■ **AIM**
Pull out the entries below word for word, from the very beginning down through the line that contains "[0,677,1292,924]". Leave the pictures out of your answer.

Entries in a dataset
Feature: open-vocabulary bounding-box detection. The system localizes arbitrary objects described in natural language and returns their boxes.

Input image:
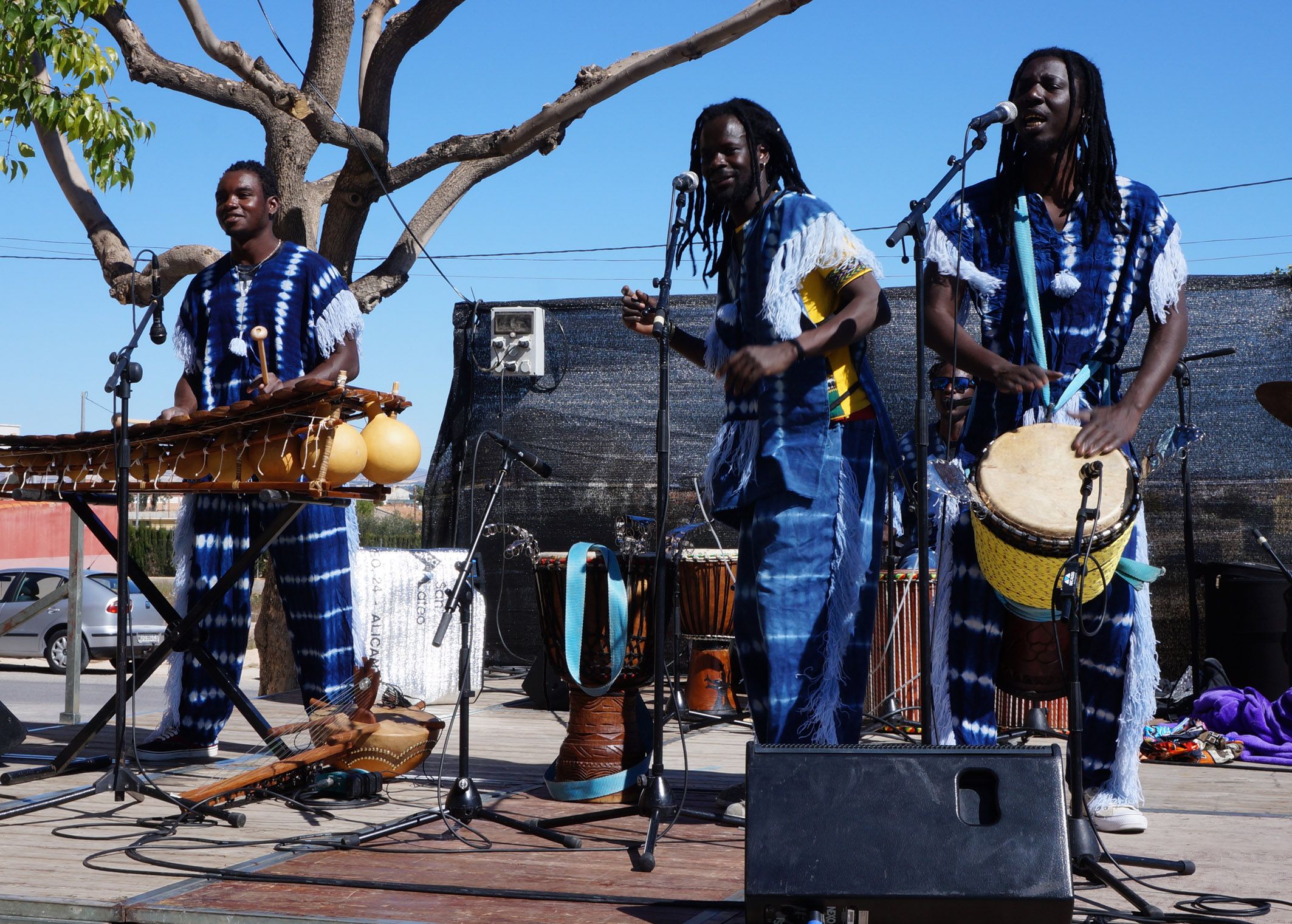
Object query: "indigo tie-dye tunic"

[706,193,895,743]
[156,241,363,743]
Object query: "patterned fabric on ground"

[1194,686,1292,766]
[735,420,886,743]
[1139,719,1243,764]
[172,494,356,743]
[927,177,1187,805]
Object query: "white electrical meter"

[490,306,543,376]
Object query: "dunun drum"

[972,424,1141,699]
[677,549,737,714]
[865,569,1075,731]
[534,552,655,803]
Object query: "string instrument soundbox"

[180,658,444,805]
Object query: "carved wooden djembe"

[534,552,655,803]
[677,549,737,716]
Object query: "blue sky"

[0,0,1292,442]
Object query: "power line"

[1158,177,1292,199]
[0,177,1292,266]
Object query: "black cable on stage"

[83,835,744,910]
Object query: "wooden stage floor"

[0,677,1292,924]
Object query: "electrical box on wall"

[490,306,544,376]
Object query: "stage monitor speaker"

[1201,562,1292,700]
[744,742,1073,924]
[0,703,27,758]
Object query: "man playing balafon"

[623,100,895,780]
[138,160,363,761]
[927,48,1189,832]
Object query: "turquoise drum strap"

[565,542,628,697]
[1014,194,1049,405]
[543,690,655,803]
[543,542,655,803]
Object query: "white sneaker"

[1090,805,1149,833]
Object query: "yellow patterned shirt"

[799,260,871,420]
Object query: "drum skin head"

[975,424,1135,539]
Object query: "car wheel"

[45,629,89,673]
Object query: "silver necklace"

[234,241,283,295]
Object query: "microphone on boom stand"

[148,253,165,346]
[969,100,1018,132]
[651,171,700,338]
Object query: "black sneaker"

[134,731,219,764]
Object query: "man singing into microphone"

[138,160,363,761]
[623,100,895,812]
[927,48,1189,832]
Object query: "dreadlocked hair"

[225,160,278,199]
[995,48,1125,247]
[677,97,810,278]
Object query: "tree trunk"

[253,561,301,697]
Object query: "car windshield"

[86,574,140,593]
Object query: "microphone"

[673,171,700,193]
[969,100,1018,132]
[1081,459,1104,481]
[148,253,165,346]
[1252,526,1292,581]
[484,430,552,478]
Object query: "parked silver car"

[0,567,165,673]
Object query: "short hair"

[677,97,809,276]
[221,160,278,199]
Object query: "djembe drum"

[865,569,1067,731]
[972,424,1139,699]
[677,549,737,714]
[534,552,655,803]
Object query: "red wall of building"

[0,500,116,569]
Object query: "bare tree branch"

[359,0,399,103]
[301,0,354,111]
[31,54,221,305]
[388,0,811,189]
[165,0,387,163]
[94,4,273,123]
[350,126,565,312]
[359,0,462,139]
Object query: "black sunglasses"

[929,375,973,393]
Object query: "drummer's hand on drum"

[1073,400,1142,459]
[620,286,659,336]
[991,361,1063,394]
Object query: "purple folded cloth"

[1194,686,1292,766]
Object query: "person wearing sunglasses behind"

[894,361,978,571]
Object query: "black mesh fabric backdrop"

[424,275,1292,677]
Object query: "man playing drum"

[623,100,895,805]
[137,160,363,761]
[927,48,1187,832]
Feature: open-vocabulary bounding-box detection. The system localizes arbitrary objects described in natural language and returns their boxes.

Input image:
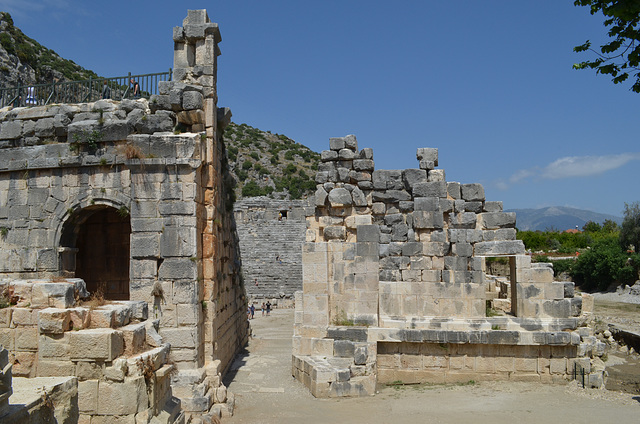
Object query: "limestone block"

[182,91,203,110]
[328,188,353,208]
[120,322,147,356]
[479,212,516,230]
[15,327,38,352]
[88,307,115,328]
[11,352,38,378]
[160,327,200,349]
[158,258,198,281]
[412,210,444,229]
[475,240,524,256]
[75,361,105,381]
[529,267,564,284]
[38,332,71,361]
[582,293,594,314]
[413,181,447,197]
[38,360,76,377]
[0,308,13,328]
[68,308,91,330]
[0,120,22,140]
[323,226,347,240]
[78,380,98,414]
[31,283,75,308]
[416,147,438,166]
[329,137,346,151]
[484,201,502,212]
[460,184,484,202]
[69,328,124,361]
[38,308,71,334]
[97,377,149,415]
[428,169,446,182]
[449,212,477,229]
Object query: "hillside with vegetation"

[0,12,98,87]
[517,202,640,291]
[224,122,320,199]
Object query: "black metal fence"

[0,69,172,107]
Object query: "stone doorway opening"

[60,205,131,300]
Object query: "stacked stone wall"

[234,197,313,306]
[0,10,248,420]
[293,136,602,397]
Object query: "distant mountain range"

[505,206,622,231]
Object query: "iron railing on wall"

[0,69,172,107]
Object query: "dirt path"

[224,309,640,424]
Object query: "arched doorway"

[60,205,131,300]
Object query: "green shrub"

[282,163,298,175]
[551,259,576,277]
[572,234,639,290]
[242,180,264,197]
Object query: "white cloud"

[540,153,640,180]
[495,152,640,190]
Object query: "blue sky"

[0,0,640,215]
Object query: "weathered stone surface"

[460,184,484,202]
[328,188,353,208]
[413,181,447,197]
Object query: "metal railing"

[0,69,172,107]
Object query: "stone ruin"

[233,197,314,307]
[292,136,604,397]
[0,10,248,423]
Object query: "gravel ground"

[223,309,640,424]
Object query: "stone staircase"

[0,279,185,423]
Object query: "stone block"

[329,137,346,151]
[416,147,438,166]
[413,181,447,198]
[38,360,76,377]
[97,377,149,416]
[460,184,484,202]
[475,240,524,256]
[38,332,71,361]
[15,327,38,351]
[412,210,444,229]
[480,212,516,230]
[69,328,124,361]
[38,308,71,334]
[78,380,98,414]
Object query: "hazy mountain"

[505,206,622,231]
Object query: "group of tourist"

[247,300,271,319]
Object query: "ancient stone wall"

[0,10,248,420]
[234,197,314,306]
[293,136,602,397]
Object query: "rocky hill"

[224,123,320,199]
[0,12,98,87]
[0,12,320,199]
[505,206,622,231]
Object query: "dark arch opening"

[60,205,131,300]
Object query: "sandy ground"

[224,309,640,424]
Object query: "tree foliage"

[620,202,640,253]
[573,0,640,93]
[571,235,640,290]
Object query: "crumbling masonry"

[0,10,247,422]
[292,136,604,397]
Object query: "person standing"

[102,80,111,99]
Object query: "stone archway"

[60,205,131,300]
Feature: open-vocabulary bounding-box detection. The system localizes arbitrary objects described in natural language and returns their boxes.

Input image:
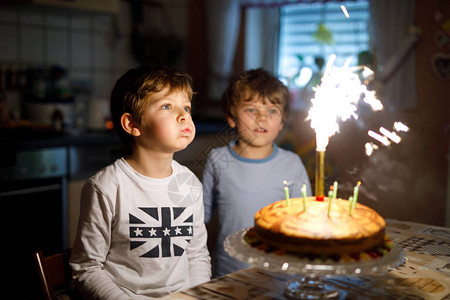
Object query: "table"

[165,219,450,300]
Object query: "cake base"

[255,197,386,255]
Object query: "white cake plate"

[224,228,406,299]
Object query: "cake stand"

[224,228,406,299]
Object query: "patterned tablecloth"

[166,219,450,300]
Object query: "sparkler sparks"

[307,54,383,151]
[365,122,409,156]
[341,5,350,19]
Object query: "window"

[278,0,370,88]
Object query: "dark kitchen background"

[0,0,450,299]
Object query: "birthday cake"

[253,197,386,255]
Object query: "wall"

[0,0,187,114]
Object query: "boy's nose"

[256,109,269,121]
[177,109,188,122]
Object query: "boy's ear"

[120,113,141,136]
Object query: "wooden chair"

[34,250,81,300]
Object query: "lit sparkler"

[307,54,383,197]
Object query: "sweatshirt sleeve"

[70,180,130,300]
[186,182,211,286]
[202,150,215,224]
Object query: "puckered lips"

[253,127,267,133]
[181,126,192,137]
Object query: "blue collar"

[228,141,278,164]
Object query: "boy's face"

[136,90,195,153]
[228,98,284,147]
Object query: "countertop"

[0,123,229,151]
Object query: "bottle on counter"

[52,107,64,133]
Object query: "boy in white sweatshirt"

[70,66,211,300]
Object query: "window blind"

[278,0,370,84]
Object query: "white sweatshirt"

[70,158,211,300]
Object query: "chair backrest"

[34,250,72,300]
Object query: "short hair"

[222,68,290,122]
[110,65,194,151]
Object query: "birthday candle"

[283,180,290,206]
[327,191,334,217]
[353,181,361,207]
[348,196,353,216]
[301,184,306,211]
[333,181,337,199]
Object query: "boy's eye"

[268,108,280,115]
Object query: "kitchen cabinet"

[2,0,120,14]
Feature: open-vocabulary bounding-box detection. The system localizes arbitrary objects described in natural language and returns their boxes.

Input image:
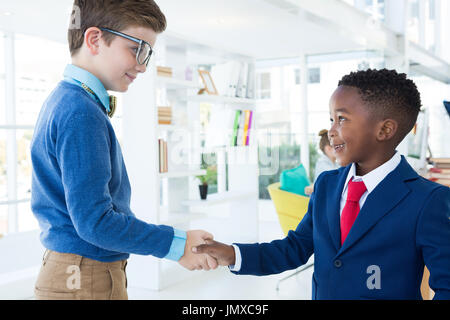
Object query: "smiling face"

[96,27,157,92]
[328,86,379,170]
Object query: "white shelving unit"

[123,33,258,290]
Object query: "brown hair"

[68,0,167,56]
[319,129,331,153]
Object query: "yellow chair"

[267,182,314,291]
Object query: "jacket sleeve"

[416,186,450,299]
[56,113,174,258]
[232,186,315,276]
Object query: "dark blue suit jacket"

[234,157,450,299]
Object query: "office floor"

[13,201,313,300]
[128,201,313,300]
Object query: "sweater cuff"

[164,228,187,261]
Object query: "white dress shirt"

[229,151,402,271]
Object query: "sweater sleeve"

[56,112,180,258]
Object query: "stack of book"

[428,158,450,187]
[211,61,255,99]
[158,107,172,124]
[230,110,253,146]
[158,139,169,173]
[156,66,172,78]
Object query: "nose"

[136,63,147,73]
[328,124,337,139]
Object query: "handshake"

[178,230,235,270]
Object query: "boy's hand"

[192,239,236,266]
[178,230,218,270]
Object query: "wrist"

[228,246,236,266]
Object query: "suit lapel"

[327,165,351,251]
[339,156,418,253]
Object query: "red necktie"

[341,178,367,245]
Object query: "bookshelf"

[123,36,258,290]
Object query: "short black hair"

[338,69,421,143]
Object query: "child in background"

[193,69,450,300]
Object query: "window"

[0,33,70,234]
[256,72,271,99]
[14,34,70,125]
[294,68,320,85]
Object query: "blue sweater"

[31,81,184,262]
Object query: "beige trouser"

[34,250,128,300]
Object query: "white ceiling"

[0,0,364,58]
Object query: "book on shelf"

[158,107,172,124]
[230,110,241,146]
[156,66,173,78]
[231,110,253,146]
[158,139,169,173]
[211,61,255,99]
[430,158,450,169]
[427,158,450,187]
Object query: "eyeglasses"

[99,28,153,66]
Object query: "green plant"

[196,166,217,185]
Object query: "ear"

[377,119,398,141]
[84,27,102,55]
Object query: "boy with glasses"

[31,0,217,299]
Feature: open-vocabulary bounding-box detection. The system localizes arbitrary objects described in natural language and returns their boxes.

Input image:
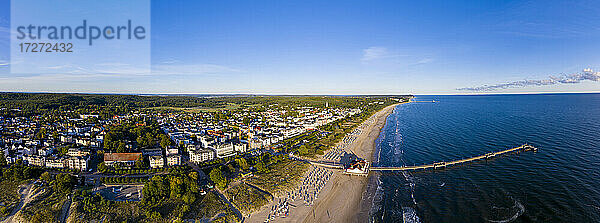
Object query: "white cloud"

[152,62,240,75]
[360,46,398,62]
[456,69,600,92]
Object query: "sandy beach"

[245,104,398,222]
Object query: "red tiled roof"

[104,153,142,161]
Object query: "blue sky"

[0,0,600,94]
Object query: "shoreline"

[245,102,408,222]
[300,102,407,222]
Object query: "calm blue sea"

[371,94,600,222]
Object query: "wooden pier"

[370,144,537,171]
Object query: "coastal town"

[0,95,408,222]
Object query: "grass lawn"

[0,180,21,217]
[248,159,310,196]
[225,183,273,214]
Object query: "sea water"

[370,94,600,222]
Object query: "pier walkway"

[370,144,537,171]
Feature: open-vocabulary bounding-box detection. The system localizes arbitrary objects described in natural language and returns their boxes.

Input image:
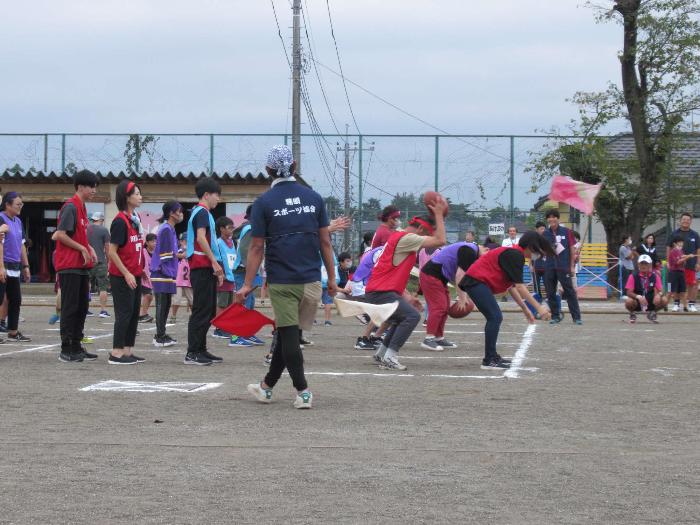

■ **SOLUTION TO THIS PROBLEM**
Feature: open-vocabulary bounding-box detection. The system localizes arbitrary objects described in natural language and returns their boxes.

Input image:
Object query: "indigo tie-dye tunic"

[706,193,895,743]
[156,241,363,743]
Object query: "patterned fabric on ground"

[1194,686,1292,766]
[735,420,886,743]
[1139,719,1243,764]
[172,494,356,743]
[927,177,1187,805]
Object query: "white electrical meter"

[490,306,543,376]
Object query: "dunun drum"

[972,424,1141,699]
[677,549,737,714]
[865,569,1075,731]
[534,552,655,803]
Object query: "string instrument soundbox"

[180,658,444,805]
Object query: "carved wooden djembe"

[534,552,655,803]
[677,549,737,716]
Object query: "blue sky"

[0,0,1292,442]
Object query: "power line"

[1158,177,1292,199]
[0,177,1292,266]
Object query: "black cable on stage"

[83,835,744,910]
Object query: "wooden stage floor"

[0,677,1292,924]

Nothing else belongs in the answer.